**Data shown:**

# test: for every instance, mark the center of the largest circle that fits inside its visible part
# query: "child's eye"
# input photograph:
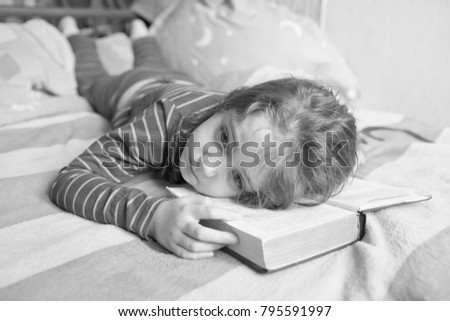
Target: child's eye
(223, 137)
(237, 179)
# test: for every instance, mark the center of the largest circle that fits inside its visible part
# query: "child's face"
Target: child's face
(214, 169)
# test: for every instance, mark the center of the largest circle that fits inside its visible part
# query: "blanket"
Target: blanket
(48, 254)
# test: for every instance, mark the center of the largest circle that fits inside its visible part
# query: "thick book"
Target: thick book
(270, 240)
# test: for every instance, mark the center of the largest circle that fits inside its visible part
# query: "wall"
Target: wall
(400, 51)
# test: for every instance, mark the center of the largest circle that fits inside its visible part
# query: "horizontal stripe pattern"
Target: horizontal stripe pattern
(57, 237)
(91, 185)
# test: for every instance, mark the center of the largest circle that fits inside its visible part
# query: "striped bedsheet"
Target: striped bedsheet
(48, 254)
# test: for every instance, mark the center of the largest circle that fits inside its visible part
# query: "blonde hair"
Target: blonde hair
(306, 114)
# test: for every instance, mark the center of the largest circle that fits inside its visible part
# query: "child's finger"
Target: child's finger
(215, 213)
(185, 254)
(209, 235)
(195, 246)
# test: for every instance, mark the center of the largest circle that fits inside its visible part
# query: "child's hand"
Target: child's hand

**Action item:**
Which lines of the data above contain the string "query"? Copy each of them.

**Solution to the problem:**
# query: "child's eye"
# query: "child's face"
# query: "blanket"
# query: "thick book"
# query: "wall"
# query: "horizontal stripe pattern"
# query: "striped bedsheet"
# query: "blonde hair"
# query: "child's finger"
# query: "child's hand"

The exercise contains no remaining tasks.